__TASK STATEMENT__:
Copy every line of the data in which the word "head" occurs.

__DATASET EXTRACT__:
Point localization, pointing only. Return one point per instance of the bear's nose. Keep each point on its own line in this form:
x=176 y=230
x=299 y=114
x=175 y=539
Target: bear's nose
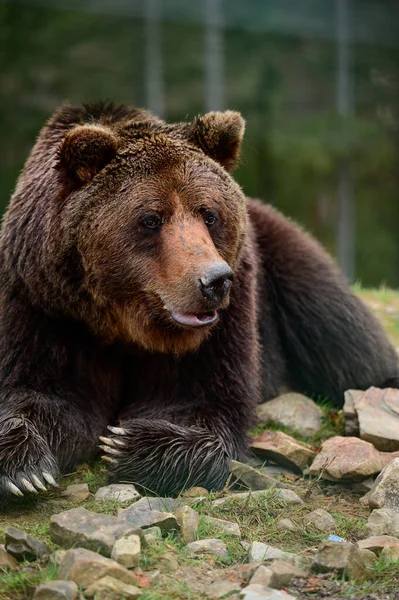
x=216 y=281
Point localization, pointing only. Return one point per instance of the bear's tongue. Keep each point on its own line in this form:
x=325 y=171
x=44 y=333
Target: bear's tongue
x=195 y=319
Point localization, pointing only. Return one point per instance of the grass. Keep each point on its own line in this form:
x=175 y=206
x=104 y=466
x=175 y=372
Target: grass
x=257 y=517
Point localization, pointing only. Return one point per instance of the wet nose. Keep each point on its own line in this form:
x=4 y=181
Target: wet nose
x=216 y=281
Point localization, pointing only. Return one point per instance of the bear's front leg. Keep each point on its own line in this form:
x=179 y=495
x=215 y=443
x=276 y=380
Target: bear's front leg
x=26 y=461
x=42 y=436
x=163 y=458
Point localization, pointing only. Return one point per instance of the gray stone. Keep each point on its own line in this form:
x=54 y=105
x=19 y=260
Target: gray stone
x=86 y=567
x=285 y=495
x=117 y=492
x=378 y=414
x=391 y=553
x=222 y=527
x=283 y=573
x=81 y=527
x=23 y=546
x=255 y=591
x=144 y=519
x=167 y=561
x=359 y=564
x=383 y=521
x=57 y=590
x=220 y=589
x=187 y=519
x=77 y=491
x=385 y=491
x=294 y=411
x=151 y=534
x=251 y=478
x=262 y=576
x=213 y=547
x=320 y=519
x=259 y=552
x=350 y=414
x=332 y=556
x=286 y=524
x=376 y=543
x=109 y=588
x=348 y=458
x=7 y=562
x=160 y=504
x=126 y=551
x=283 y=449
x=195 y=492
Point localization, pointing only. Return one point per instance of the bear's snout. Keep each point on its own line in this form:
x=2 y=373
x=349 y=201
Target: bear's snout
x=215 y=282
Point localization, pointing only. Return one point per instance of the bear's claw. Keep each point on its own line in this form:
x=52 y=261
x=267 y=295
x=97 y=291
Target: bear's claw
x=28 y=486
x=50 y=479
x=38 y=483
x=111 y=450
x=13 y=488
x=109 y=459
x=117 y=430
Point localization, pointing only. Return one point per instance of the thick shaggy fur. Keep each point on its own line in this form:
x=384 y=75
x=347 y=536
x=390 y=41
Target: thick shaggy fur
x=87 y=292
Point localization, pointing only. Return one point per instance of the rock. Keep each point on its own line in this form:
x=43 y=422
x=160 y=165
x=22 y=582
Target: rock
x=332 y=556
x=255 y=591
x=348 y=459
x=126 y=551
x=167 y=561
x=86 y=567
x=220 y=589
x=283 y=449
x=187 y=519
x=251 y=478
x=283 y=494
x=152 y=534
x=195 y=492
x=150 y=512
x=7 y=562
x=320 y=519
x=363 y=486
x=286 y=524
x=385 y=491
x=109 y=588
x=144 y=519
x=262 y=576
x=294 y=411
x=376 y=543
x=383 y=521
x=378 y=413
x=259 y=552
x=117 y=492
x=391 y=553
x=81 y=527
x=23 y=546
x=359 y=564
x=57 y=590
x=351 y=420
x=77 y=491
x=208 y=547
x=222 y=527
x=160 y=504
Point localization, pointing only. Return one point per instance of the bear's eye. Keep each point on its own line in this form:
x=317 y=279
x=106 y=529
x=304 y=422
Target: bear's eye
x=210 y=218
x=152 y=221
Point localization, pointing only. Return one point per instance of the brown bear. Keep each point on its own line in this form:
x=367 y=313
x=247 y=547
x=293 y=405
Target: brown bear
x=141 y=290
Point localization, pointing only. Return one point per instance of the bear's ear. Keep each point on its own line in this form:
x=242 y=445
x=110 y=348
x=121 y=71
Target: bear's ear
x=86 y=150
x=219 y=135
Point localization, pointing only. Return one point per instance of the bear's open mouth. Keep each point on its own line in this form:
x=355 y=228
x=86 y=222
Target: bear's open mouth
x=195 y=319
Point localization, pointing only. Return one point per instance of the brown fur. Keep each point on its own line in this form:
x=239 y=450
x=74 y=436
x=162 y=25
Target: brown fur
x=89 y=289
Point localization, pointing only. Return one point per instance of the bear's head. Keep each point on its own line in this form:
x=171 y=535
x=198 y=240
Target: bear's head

__RESPONSE__:
Point localization, pointing only. Return one point per instance of the bear's head. Keep each point on its own line in this form:
Target: bear's head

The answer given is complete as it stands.